◆ **PROBLEM DESCRIPTION**
Word for word, return each entry that follows, with every image removed.

(Beginning of INPUT DATA)

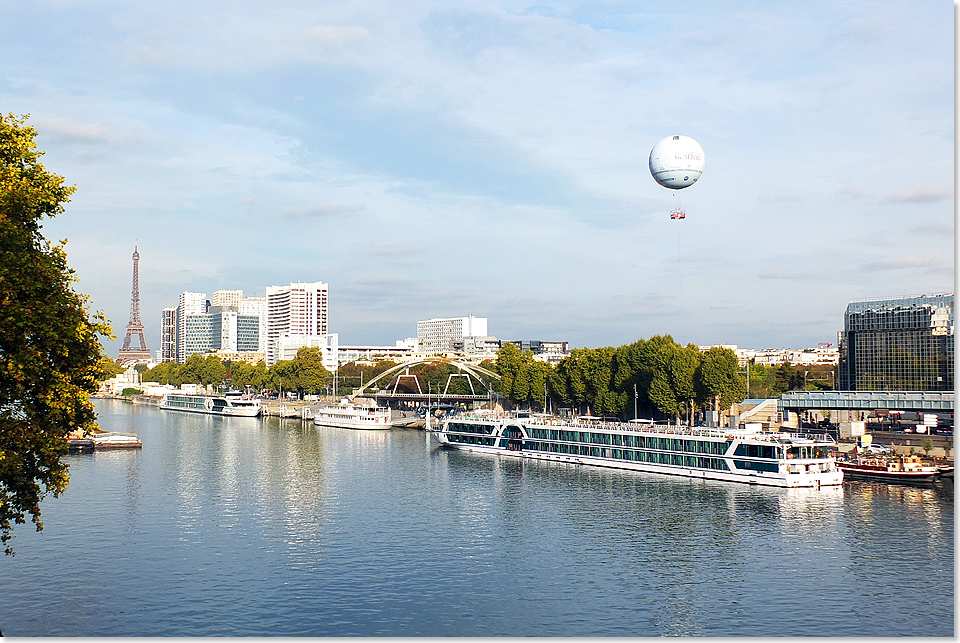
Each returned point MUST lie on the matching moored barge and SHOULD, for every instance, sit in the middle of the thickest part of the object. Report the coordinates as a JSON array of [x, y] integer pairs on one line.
[[736, 455], [889, 469]]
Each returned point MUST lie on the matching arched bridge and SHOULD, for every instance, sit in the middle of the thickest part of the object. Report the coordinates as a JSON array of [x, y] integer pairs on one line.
[[465, 370]]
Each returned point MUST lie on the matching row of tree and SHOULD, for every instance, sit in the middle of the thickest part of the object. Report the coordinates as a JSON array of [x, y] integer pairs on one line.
[[647, 376], [304, 374]]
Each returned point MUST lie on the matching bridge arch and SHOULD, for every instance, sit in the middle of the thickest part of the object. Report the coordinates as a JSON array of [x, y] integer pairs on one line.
[[471, 369]]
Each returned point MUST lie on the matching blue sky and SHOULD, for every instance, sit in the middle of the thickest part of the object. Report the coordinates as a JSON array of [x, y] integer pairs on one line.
[[490, 158]]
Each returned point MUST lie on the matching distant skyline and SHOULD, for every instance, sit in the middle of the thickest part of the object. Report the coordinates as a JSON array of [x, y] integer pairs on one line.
[[490, 158]]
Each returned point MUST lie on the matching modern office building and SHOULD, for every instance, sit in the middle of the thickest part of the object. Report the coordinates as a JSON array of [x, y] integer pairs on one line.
[[904, 344], [442, 334], [297, 309], [257, 306], [543, 351], [191, 303], [197, 327]]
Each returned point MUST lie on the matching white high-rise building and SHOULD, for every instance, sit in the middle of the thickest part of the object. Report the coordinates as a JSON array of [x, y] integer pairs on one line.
[[297, 309], [168, 335], [288, 345], [442, 333], [227, 298], [191, 303], [257, 306]]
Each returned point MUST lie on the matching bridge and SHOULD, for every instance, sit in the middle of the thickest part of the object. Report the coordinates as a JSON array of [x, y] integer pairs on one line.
[[922, 401], [393, 376]]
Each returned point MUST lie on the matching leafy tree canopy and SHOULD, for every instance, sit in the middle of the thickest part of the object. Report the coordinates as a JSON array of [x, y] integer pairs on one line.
[[50, 353]]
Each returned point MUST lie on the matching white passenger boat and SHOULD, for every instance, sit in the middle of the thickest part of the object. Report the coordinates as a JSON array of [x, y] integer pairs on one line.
[[762, 458], [211, 404], [347, 415]]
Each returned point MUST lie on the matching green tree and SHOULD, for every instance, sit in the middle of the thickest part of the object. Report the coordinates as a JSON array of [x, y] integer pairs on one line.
[[49, 343], [161, 373], [109, 368], [310, 372], [719, 380]]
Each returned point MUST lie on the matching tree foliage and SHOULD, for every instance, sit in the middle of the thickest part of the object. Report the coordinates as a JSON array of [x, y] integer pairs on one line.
[[655, 375], [50, 353]]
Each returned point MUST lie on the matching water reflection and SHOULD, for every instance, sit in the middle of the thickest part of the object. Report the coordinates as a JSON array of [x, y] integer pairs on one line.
[[227, 526]]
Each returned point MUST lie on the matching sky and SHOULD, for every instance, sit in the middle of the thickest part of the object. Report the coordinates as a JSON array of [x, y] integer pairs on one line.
[[436, 159]]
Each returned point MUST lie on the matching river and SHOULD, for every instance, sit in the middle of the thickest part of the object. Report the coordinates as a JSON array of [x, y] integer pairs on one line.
[[269, 527]]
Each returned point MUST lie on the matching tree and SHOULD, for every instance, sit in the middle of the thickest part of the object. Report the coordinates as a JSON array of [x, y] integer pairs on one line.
[[109, 368], [50, 350], [311, 374]]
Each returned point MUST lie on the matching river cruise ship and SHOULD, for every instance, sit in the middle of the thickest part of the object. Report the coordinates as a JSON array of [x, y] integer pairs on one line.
[[762, 458], [347, 415], [211, 404]]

(End of INPUT DATA)

◆ **OUTPUT FOR THIS EXERCISE**
Each returned point MUST lie on the matching moored barge and SHOULD, for every instance, sit in the middle of the thickest part of the object. Report the coordinates as a JSON array of [x, y] integer pairs on one line.
[[736, 455], [889, 469]]
Each returned point MUST lie on the matching arched bridge and SHOULD, for every instance, sit in the middle of the thickest part of the object. Report the coordinates as a JSON array of [x, y] integer pairs on one line.
[[465, 370]]
Each returned point MUST lie on the matching row of tree and SHOULD, for every instance, sit in the middle of the thickest part of the object. Report the coordinates as a JSON array of [x, y] integer pairs on one line.
[[647, 376], [304, 374]]
Each returned point MUST lie on the matching bridge arch and SHOULD, for every instance, sit in the middle of the thickest part of the object. Report the coordinates as a JSON array of [x, y] integer pairs on one line.
[[471, 369]]
Each returned point MUST lie on the matching blue sky and SHOULD, for every instance, sit in the middle of the thickest part of the object. Report the coordinates as a JSON array of [x, y] integer pairs on one line.
[[490, 158]]
Each returned point MUST lie on the matching distant skyline and SHOULD, for every instance, sit in the middle of the thickest part of the object. Report the coordinates as a JSON array of [x, y] integer pairs on one line.
[[490, 158]]
Each returned point MUST lie on the matching modern office building and SHOULD, for every instance, sit in the middle of the thickest part of the object. Report the coordinates as a JSON array of [x, y] integer pairs on one line.
[[904, 344], [442, 334], [297, 309], [257, 306], [543, 351], [191, 303], [197, 327]]
Each returned point MUST lie on the matching white high-rise building and SHOULD, for every instance, sit in the middle of the thickest part of the object. Report the coordinates as a JSON array of [x, y] integer pairs on one line.
[[297, 309], [168, 335], [288, 345], [442, 333], [227, 298], [191, 303], [257, 306]]
Each returned point MUST lie on the matching bridge and SHOULD, for every instance, sit in the middle of the thickest part of the object. Report the coordinates as a JSON array of [x, y] integer pairs on one line.
[[922, 401], [393, 376]]
Each returned point MUST lie on the matching leafy tree canopy and SHOULD, for every instance, sit in the middle of the thickest part of the object. Report the coordinates as a JSON array of [x, y] integer pairs on one line.
[[50, 353]]
Each returned point MUST lie on the matching white passenger boat and SHOULD, for every instance, sit in the middle of the thickest part of the object. Report the coordinates as a JSON array of [x, y] integer pairs on one line.
[[762, 458], [211, 404], [347, 415]]
Each returned point MUST lie on the matching green tree and SHOULD, for every instance, sit in the middle of the thickest part of the object. Report the coordinates as a JSON array of [x, y] integer pairs on one line.
[[49, 343], [161, 373], [109, 368], [310, 372], [719, 380]]
Each returned point MUST lie on the matching tree foliage and SHOULD, for every instance, sit in the middle of the thickest part of the object. Report the coordinates as a JSON array of [x, y] integer pairs on one line.
[[655, 375], [50, 353]]
Each returned point MUST lie on the matching water reflection and SHOULD, for every instance, sit in the middle of the thickest part of the object. Report the coordinates as a JSON array of [x, y] integer pairs on one line.
[[227, 526]]
Each returned point MUST lie on the matching sky and SHOULD, for every instance, sit in the middle of the thickest part of the object. Report the coordinates as a JSON array of [x, y] integer pairs on one line.
[[436, 159]]
Each returned point MUST lie on the matching river and SHOULD, for every instance, sit in the middle of the thickest part of the object. Report the coordinates as a JSON array of [x, y] integer pairs on one line.
[[269, 527]]
Each returned point MUST lie on the matching tree and SHOULD, for every instance, sit in the middle of the thickest part of the object. Report the coordinates as a JSON array of [x, y] integer pairs on one line.
[[109, 368], [50, 350], [311, 374]]
Each returned point MUST lie on the matching river cruise ship and SHOULD, for every instance, sit in the middle of the thickest part of the object. Report the coordinates as a JSON array of [x, y] integer pairs on one line.
[[762, 458], [347, 415], [211, 404]]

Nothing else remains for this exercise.